==== Material supplied ====
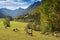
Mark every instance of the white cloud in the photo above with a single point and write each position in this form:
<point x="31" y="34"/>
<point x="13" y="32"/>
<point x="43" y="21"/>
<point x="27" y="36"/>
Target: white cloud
<point x="13" y="4"/>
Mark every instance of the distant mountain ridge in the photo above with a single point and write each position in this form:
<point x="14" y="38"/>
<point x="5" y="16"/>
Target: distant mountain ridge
<point x="20" y="11"/>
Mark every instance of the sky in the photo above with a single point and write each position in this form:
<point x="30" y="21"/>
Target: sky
<point x="15" y="4"/>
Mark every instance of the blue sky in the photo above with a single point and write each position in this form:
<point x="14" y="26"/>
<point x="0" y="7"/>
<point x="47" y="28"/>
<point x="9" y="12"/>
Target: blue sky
<point x="15" y="4"/>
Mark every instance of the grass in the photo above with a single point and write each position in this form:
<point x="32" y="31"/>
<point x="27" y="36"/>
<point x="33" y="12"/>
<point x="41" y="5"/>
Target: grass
<point x="8" y="34"/>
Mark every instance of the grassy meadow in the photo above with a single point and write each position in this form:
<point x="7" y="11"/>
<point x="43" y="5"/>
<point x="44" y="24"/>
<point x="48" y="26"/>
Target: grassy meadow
<point x="9" y="34"/>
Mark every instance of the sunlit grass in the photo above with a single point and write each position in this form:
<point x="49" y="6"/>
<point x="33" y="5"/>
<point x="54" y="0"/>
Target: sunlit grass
<point x="8" y="34"/>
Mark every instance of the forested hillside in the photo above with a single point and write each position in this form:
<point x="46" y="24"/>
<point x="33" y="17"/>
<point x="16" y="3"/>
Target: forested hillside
<point x="49" y="12"/>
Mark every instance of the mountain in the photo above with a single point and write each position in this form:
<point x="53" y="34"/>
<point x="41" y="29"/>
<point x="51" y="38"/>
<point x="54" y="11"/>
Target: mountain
<point x="20" y="11"/>
<point x="2" y="15"/>
<point x="12" y="13"/>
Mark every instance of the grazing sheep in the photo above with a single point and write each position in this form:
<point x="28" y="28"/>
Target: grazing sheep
<point x="15" y="29"/>
<point x="30" y="32"/>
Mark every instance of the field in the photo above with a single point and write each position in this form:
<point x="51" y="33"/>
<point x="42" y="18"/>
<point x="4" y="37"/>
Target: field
<point x="8" y="34"/>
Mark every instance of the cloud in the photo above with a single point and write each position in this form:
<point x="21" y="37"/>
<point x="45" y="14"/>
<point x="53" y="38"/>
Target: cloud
<point x="15" y="4"/>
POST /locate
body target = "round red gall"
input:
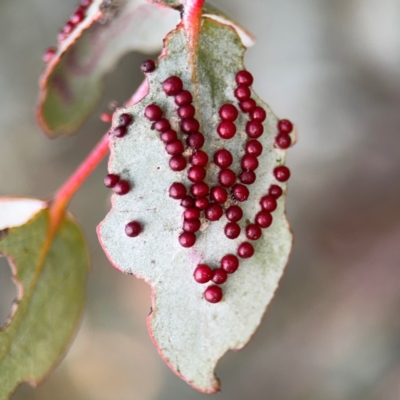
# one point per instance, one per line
(282, 173)
(106, 117)
(249, 163)
(119, 131)
(191, 225)
(196, 174)
(230, 263)
(68, 28)
(232, 230)
(111, 180)
(153, 112)
(49, 54)
(133, 229)
(268, 203)
(258, 114)
(219, 194)
(253, 232)
(191, 213)
(187, 202)
(125, 119)
(275, 191)
(203, 273)
(247, 105)
(183, 98)
(187, 111)
(175, 148)
(245, 250)
(263, 219)
(244, 78)
(228, 112)
(240, 192)
(187, 239)
(254, 148)
(201, 203)
(122, 187)
(254, 129)
(283, 141)
(234, 213)
(242, 93)
(219, 276)
(177, 191)
(162, 125)
(148, 66)
(195, 140)
(177, 163)
(190, 125)
(247, 177)
(223, 158)
(172, 85)
(213, 294)
(285, 126)
(214, 212)
(226, 177)
(199, 158)
(200, 189)
(78, 16)
(226, 130)
(169, 136)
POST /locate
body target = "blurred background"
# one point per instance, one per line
(332, 331)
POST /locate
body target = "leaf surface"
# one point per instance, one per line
(71, 85)
(190, 333)
(50, 271)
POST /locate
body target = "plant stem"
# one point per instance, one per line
(74, 182)
(95, 157)
(192, 24)
(192, 20)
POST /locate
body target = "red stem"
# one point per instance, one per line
(192, 19)
(75, 181)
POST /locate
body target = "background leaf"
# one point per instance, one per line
(72, 82)
(50, 271)
(71, 85)
(190, 333)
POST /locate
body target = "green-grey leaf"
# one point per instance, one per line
(71, 85)
(50, 273)
(190, 333)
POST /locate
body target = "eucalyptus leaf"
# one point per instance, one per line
(50, 268)
(71, 85)
(190, 333)
(72, 82)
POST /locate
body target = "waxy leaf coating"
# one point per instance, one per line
(71, 85)
(190, 332)
(49, 267)
(72, 82)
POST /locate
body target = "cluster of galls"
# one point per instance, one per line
(231, 190)
(77, 17)
(121, 186)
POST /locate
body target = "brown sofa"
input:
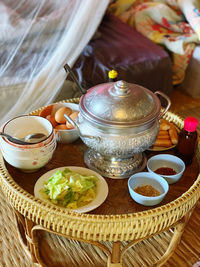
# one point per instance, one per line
(119, 46)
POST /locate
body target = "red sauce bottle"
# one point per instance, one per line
(187, 140)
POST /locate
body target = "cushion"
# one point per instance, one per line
(121, 47)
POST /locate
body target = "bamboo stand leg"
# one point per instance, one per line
(115, 259)
(179, 229)
(29, 225)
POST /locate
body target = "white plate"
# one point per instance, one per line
(102, 187)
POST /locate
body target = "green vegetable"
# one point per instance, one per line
(70, 189)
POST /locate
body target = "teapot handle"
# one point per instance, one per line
(168, 103)
(79, 132)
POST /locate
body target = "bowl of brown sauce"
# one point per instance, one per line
(170, 167)
(147, 188)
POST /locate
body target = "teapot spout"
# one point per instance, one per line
(79, 132)
(70, 72)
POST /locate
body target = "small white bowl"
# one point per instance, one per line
(24, 125)
(168, 161)
(28, 158)
(147, 178)
(70, 135)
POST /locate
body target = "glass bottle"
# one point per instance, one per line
(187, 140)
(112, 75)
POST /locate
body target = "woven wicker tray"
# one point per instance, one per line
(101, 227)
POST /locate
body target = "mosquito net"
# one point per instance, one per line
(37, 38)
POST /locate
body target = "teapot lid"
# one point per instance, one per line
(120, 103)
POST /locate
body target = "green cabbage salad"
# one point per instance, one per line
(70, 189)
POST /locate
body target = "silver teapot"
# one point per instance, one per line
(118, 121)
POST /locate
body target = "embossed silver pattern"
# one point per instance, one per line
(118, 121)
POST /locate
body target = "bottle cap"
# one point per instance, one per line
(112, 74)
(190, 124)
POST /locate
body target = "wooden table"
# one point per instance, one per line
(110, 221)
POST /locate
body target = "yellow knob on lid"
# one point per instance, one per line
(112, 74)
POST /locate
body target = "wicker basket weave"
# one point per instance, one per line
(100, 227)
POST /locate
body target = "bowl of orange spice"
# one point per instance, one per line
(147, 188)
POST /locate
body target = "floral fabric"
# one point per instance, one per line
(173, 24)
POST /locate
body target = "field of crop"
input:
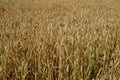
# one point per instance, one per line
(59, 39)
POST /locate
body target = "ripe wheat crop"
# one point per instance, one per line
(60, 40)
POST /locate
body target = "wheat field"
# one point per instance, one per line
(59, 39)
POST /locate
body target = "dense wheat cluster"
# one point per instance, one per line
(60, 40)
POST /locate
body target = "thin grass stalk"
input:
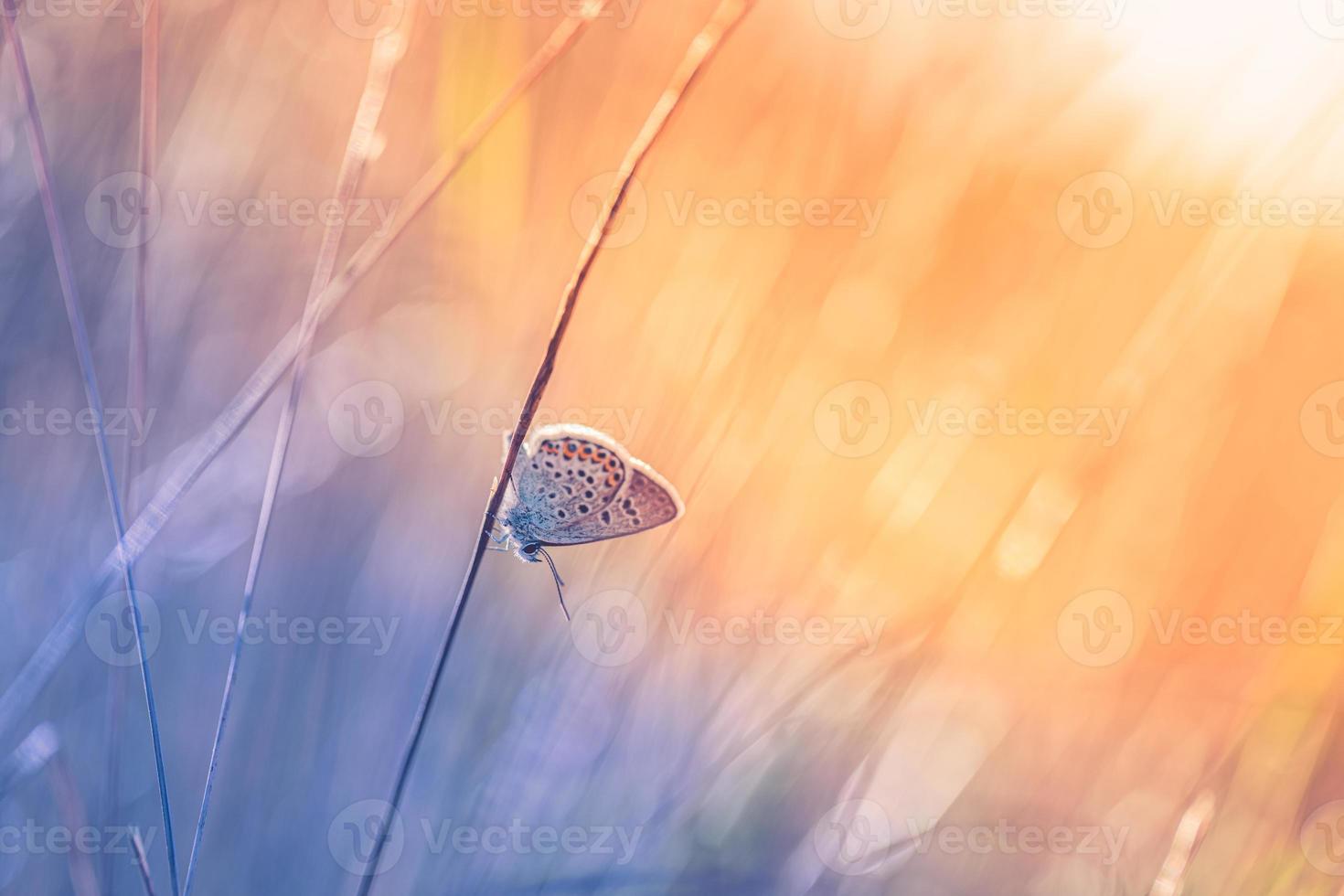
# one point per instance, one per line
(69, 629)
(83, 880)
(142, 863)
(137, 374)
(80, 334)
(702, 50)
(386, 53)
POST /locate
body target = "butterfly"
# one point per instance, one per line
(575, 485)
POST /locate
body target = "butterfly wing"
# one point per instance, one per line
(569, 473)
(646, 501)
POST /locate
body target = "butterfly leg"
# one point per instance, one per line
(499, 539)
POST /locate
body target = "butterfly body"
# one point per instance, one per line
(575, 485)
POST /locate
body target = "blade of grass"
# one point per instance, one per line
(703, 48)
(208, 446)
(137, 844)
(137, 371)
(31, 756)
(80, 334)
(386, 53)
(83, 880)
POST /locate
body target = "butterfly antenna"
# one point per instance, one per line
(560, 581)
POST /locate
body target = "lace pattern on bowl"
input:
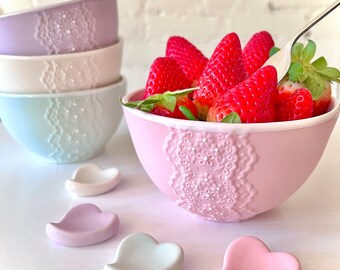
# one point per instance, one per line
(76, 75)
(76, 127)
(210, 173)
(67, 31)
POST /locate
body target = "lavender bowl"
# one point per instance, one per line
(73, 26)
(228, 172)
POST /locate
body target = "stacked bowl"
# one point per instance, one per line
(61, 82)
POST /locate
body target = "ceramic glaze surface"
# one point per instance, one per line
(65, 127)
(83, 225)
(228, 172)
(247, 253)
(62, 73)
(75, 127)
(58, 31)
(60, 76)
(69, 27)
(141, 251)
(91, 180)
(210, 173)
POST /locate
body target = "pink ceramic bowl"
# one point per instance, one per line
(73, 26)
(228, 172)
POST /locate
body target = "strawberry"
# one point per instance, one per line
(165, 75)
(256, 51)
(253, 100)
(175, 104)
(293, 105)
(224, 70)
(315, 76)
(191, 60)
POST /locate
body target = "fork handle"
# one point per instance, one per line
(316, 20)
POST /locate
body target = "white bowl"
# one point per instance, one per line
(65, 127)
(69, 27)
(61, 73)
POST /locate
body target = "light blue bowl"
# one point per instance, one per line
(65, 127)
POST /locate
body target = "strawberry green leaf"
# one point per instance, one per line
(315, 84)
(168, 102)
(232, 117)
(309, 51)
(301, 77)
(320, 62)
(178, 93)
(188, 114)
(329, 73)
(140, 103)
(294, 71)
(297, 51)
(273, 51)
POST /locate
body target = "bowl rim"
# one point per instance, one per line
(243, 128)
(67, 56)
(44, 7)
(121, 82)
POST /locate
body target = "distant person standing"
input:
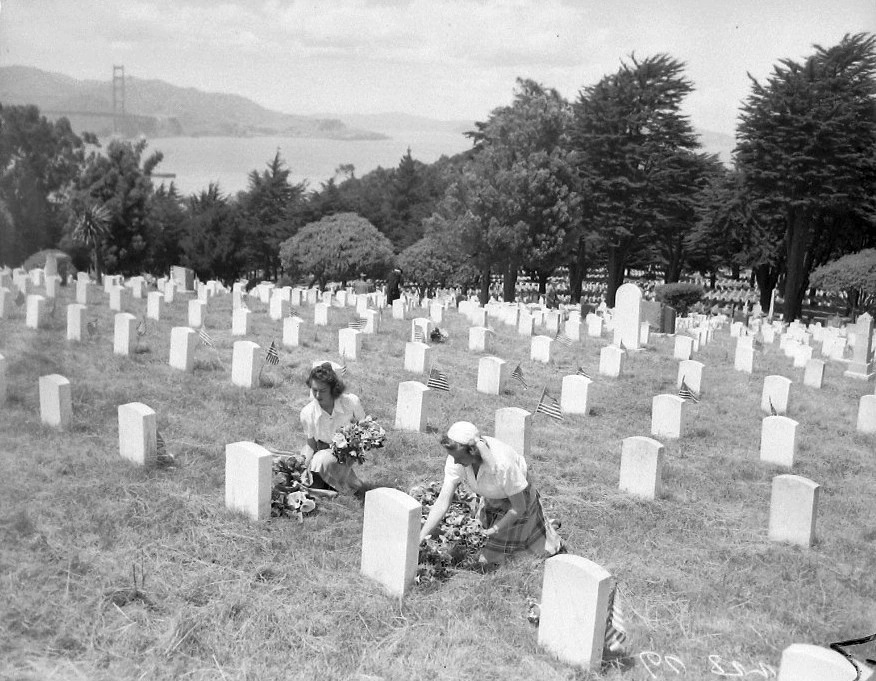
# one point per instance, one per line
(393, 285)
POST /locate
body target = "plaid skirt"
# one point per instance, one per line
(529, 532)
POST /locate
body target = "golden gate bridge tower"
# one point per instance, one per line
(118, 99)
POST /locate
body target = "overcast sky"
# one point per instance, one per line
(439, 58)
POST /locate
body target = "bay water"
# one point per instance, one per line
(197, 161)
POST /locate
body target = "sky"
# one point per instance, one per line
(445, 59)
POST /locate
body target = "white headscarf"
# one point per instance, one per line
(464, 432)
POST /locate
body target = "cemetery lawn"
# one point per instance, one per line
(110, 571)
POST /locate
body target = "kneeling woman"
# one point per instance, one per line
(329, 410)
(510, 512)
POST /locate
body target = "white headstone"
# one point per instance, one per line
(611, 361)
(540, 349)
(628, 315)
(683, 347)
(778, 441)
(56, 405)
(320, 314)
(75, 317)
(240, 322)
(744, 359)
(124, 333)
(410, 408)
(197, 313)
(813, 374)
(575, 597)
(36, 312)
(248, 479)
(641, 471)
(574, 394)
(867, 415)
(691, 372)
(244, 371)
(390, 543)
(182, 348)
(349, 343)
(776, 391)
(667, 416)
(513, 428)
(479, 339)
(418, 357)
(292, 332)
(793, 510)
(137, 433)
(492, 375)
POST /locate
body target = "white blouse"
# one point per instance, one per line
(502, 472)
(320, 425)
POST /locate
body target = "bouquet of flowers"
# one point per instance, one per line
(289, 496)
(354, 439)
(438, 335)
(457, 540)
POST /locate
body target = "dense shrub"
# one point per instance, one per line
(680, 295)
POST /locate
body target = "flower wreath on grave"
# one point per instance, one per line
(457, 541)
(289, 497)
(354, 439)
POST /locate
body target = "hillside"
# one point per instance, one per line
(160, 109)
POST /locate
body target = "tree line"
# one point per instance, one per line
(615, 179)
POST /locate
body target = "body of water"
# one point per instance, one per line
(197, 161)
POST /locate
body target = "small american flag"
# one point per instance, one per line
(517, 375)
(205, 338)
(273, 357)
(549, 406)
(563, 338)
(685, 393)
(438, 380)
(615, 633)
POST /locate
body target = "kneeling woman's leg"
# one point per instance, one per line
====
Identify each line in the records above containing the word "dense"; copy those lines.

body target = "dense wheat cluster"
body target = "dense shrub"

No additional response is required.